All I could think of was I better keep my eye out for that one. He looked so in awe and just speechless it was a rather proud moment for me. So I will keep him in mind, because someone with that much enthusiasm might just be the perfect addition to our cast of haunters. 

This other occurrence wasn't actually a quote but as we were in the final last minute stages of set up, a procession of cars stopped in front of our house. And people started getting out to look. Turns out that they were from out of the area but their uncle had passed away, so they had returned that day for the funeral. They didn't even realize they were missing Halloween. But then they saw our display and decided this would be perfect to give the kids a dose of the holiday. We were told "This isn't haunting. What you guys are doing is art." One kid was too afraid of the werewolf to even get out of the car. But just the fact that our display had pulled people from their time of grief and allowed them time to just simply enjoy something was awesome. Great year.


----------



## Blarghity (Sep 2, 2012)

I had at least 50 different parents and teenagers ask me how they could go about buying a coffin.


----------



## Figtreejohn (Aug 21, 2008)

I had an adult come up to me and say "This is better than Disneyland!" That floored me right there!


----------



## Palladino (Aug 29, 2013)

shsukats said:


> We had a white painters tarp splattered with "blood"...we had people wanting to take pictures with it as a backdrop. I even had to get in some pictures with a family..first time for me


Great idea! So far, my dog, Connor has been the star request for photo opps.


----------



## Palladino (Aug 29, 2013)

One of the clowns was sitting in the seance parlour slumped in a chair. He didn't move at all. Some kids came up the drive, saw him and said to each other, "He almost looks real."

_Material provided_
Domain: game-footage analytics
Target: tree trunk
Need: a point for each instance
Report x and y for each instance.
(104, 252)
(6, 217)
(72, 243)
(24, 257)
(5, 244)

_Set task 1_
In the Halloween display thread, list every remark in quotation marks that visitors said out loud about a display.
_Set task 2_
Put this sentence from the Halloween display thread into Spanish: "One kid was too afraid of the werewolf to even get out of the car."
_Set task 3_
Write the next part of the Halloween display thread, continuing from its last post.

_Right answer 1_
- "This isn't haunting. What you guys are doing is art."
- "This is better than Disneyland!"
- "He almost looks real."

_Right answer 2_
Un niño tenía demasiado miedo del hombre lobo como para siquiera bajarse del coche.

_Right answer 3_
----------



## Blarghity (Sep 2, 2012)

While I already posted my most heard quote from last night, now it is time to post my favorites.

The winner was the 10-ish year old boy who declared my coffin & skeleton candy bowl was "The Most Awesomest Halloween Candy Bowl Known to Man."

Second was a little girl during my "You're late" vignette. 
I start out telling them "You're a bit late, the dude I hired to hide in the coffin already ate all the candy." A few steps closer, they can see there is a skeleton in the coffin with a rib cage stuffed full of candy and a box of Dots wedged in the mouth. I then tell them "And this is exactly how you'll end up if you're silly enough to try to eat all your candy in a single night."
So this little girl who was maybe 6 or 7 opted to take the box of Dots wedged in the mouth of the skeleton. I told her "Are you alright with those? They're pre-chewed."
She answers me with "Is it okay if a save these for my Nana and take something else? She has no teeth."
I cracked up laughing and gave her a fist full of other candy.
Strangely, taking the Dots the skeleton had been 'chewing' on was quite popular. They ran out the quickest and I ended up having to fuss with getting the jaw to hold Hershey's bars like it was smoking a cigar.

Third was the woman who had to be 30 or so who when she saw inside the coffin just kind of bounced up and down and squealed before declaring it was the best birthday ever. I told her I'll make next year's birthday even better.


----------



## xPUMPKiNxKiNGx (Jul 5, 2012)

jdubbya said:


> A group of college kids rent a house down the street from us. They had even put out some yard decorations. They all showed up around 7:30 and went through the walk through. When they came out, they said ours was better than any o the paid haunted attractions they had gone to this year. They loved it and stayed and visited awhile. We had never met them before but they were great kids and very impressed with our set-up.


Was glad to hear about this. Good for them for decorating and getting into the Halloween spirit!


----------



## Scary Firefighter (Sep 13, 2009)

I had about 10 to 15 people tell me that their kid reminded them about my house and told them "we have got to go see it". I had one guy drive by after TOTing was over so he could take pictures and he told me his buddy told him about "this house that goes crazy on Halloween". Another real nice lady told me that "this is always my son's favorite part of Halloween".


----------



## Caroluna (Jul 23, 2013)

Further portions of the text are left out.